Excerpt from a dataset
— start —
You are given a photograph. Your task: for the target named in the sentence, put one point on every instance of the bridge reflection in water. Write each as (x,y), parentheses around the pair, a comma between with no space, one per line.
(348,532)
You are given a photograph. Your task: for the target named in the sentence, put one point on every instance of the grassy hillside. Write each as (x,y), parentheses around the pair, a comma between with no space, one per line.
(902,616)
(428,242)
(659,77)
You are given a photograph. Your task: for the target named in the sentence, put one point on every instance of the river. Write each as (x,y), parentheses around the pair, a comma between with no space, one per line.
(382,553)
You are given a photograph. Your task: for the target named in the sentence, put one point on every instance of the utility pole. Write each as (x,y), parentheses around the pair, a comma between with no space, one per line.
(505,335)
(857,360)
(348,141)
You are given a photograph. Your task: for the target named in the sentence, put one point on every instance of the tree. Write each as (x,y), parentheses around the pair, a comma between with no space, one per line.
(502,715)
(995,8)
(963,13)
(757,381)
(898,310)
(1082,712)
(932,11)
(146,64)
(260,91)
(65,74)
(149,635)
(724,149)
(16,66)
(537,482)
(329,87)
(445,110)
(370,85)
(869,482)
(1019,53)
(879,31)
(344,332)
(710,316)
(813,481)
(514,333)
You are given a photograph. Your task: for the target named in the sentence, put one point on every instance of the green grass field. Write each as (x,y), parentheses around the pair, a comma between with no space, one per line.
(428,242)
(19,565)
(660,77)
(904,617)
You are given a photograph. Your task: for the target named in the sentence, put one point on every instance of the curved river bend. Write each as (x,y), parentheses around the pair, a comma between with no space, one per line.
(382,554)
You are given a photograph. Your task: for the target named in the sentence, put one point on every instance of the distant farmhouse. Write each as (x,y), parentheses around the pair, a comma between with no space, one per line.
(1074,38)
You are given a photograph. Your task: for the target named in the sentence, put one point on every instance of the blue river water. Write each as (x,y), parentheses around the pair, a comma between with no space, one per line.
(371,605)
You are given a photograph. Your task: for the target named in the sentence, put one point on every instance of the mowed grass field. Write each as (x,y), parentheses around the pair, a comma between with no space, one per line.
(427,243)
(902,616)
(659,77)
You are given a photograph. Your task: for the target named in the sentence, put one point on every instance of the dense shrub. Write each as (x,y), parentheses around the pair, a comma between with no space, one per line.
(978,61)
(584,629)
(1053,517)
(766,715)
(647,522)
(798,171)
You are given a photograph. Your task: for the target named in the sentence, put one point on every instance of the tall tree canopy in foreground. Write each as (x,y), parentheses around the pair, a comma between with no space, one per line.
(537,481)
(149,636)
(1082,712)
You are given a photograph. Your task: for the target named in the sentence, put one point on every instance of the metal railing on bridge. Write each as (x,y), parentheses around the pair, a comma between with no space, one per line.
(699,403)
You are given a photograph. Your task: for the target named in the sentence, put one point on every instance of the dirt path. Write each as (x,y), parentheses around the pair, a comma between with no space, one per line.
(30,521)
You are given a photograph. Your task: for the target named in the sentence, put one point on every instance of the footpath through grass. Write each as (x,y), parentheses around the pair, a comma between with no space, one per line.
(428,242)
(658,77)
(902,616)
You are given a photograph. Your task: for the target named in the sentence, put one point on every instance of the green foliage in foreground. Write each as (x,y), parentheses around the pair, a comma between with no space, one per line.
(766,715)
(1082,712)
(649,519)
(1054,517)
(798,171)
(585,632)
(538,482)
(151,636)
— end —
■ **Written task**: Rewrite all of the data with "one per line" switched to "each on a separate line" and nothing else changed.

■ **Solved problem**:
You are given a photograph. Your task: for the target named in the sentence, put one point on every instance of the bridge reflection in water. Write each as (x,y), parentheses around the pair, a comma between with no space, each on a separate line.
(348,532)
You are given a photograph. Your task: for the target named in the sentence, put one point on every instance of the grassy hillside. Write each as (x,y), parentheses around the pair, a comma between with no space, each on a separate line.
(902,616)
(428,242)
(659,77)
You are given a photograph. Your task: for the target named in the sentence, put one point on every instance of the river. Write each as (x,y), parentheses around the pair, a comma between with no space, each on a separate line.
(382,553)
You are given a photograph. Your task: for the target named in the sentence, put one point on every instance of the utility pole. Write each as (x,y), parentheses around the pair, a comma between with no space, each on a separate line.
(505,335)
(857,360)
(348,141)
You are given a photograph. Your task: for the target named in the sentence, put one point on every instance of the tree. Write each as (x,y), parentheses around the pair, a comma between with no space, each on a separate line.
(502,715)
(995,8)
(963,13)
(757,381)
(898,310)
(1082,712)
(932,11)
(146,64)
(260,91)
(65,74)
(149,635)
(724,149)
(16,66)
(537,482)
(329,87)
(445,110)
(370,85)
(869,482)
(1019,53)
(879,31)
(344,332)
(710,316)
(813,481)
(514,333)
You are given a photograph. Your task: for the target named in the sentence, put one point on every instance of the green grass field. Write each as (x,y), parentheses around the pair, a comma between with no space, each on a separate line.
(428,242)
(19,565)
(660,77)
(904,617)
You are given a photograph. Your task: for the target named in the sentence, put one point on every instance of the curved river bend. Write each as (x,y), parentheses around the pair, a comma between with no space, each on a separate line.
(382,554)
You are given a photograph. Your task: for the target named in the sentence, put one point on every instance of the distant farmhouse. Write each as (x,y), parentheses around the pair, a comma between with no space, each on a separate line.
(1074,38)
You are given a photograph. Your task: for the target named in the sentence, put one point on every instance of the blue river water. Write each as (x,y), parentheses around the pair, a comma between with no space, each on a separate line.
(371,605)
You are given a photograph. Your task: for the target named in the sentence, put one point on every instance of the mowed grass field. Write each as (x,y), parentheses around the pair, a comma between with no space, each on a separate line.
(427,243)
(902,616)
(659,77)
You are given a photograph. Your task: for the target named in the sentence, put one point on every instance of the dense shrub. Write each as (x,y), parentheses around the pair, a comma between with no space, each on a separate line.
(978,61)
(584,629)
(1053,517)
(766,715)
(647,522)
(798,171)
You are given a photograph. Your task: for the target named in the sentence, put one point on every instance of the tall tree canopy in foreground. Write each as (x,y), parentheses around the pair, a comma between with no space, each on a separate line.
(537,481)
(149,636)
(1082,712)
You are given a photograph. Your task: for the target named in the sentence, put one point on every instance of the metal railing on bridge. Write each as (x,y), parentheses around the pair, a comma between with no space, each on a separate line.
(699,403)
You are given a photograph. Your task: for the target named in the sentence, put one point on every instance of the dirt path. Write each as (x,y), parentheses around the pair, a comma between with no space, each on a separate line.
(30,521)
You are given a photograph. Your task: for the target named in the sentence, put one point on every instance of the footpath through grass. Write each as (x,y), parentheses around the pair, a comma between with no space, each on a separate line.
(428,242)
(658,77)
(902,616)
You are given a photograph. Your task: for the target named in the sentence, put one point on every instance of the green foliage in foreground. Write each as (x,y), parentheses around the pair, a comma between with no space, each on a separate line.
(766,715)
(1082,712)
(649,519)
(1054,517)
(798,171)
(585,632)
(538,482)
(151,636)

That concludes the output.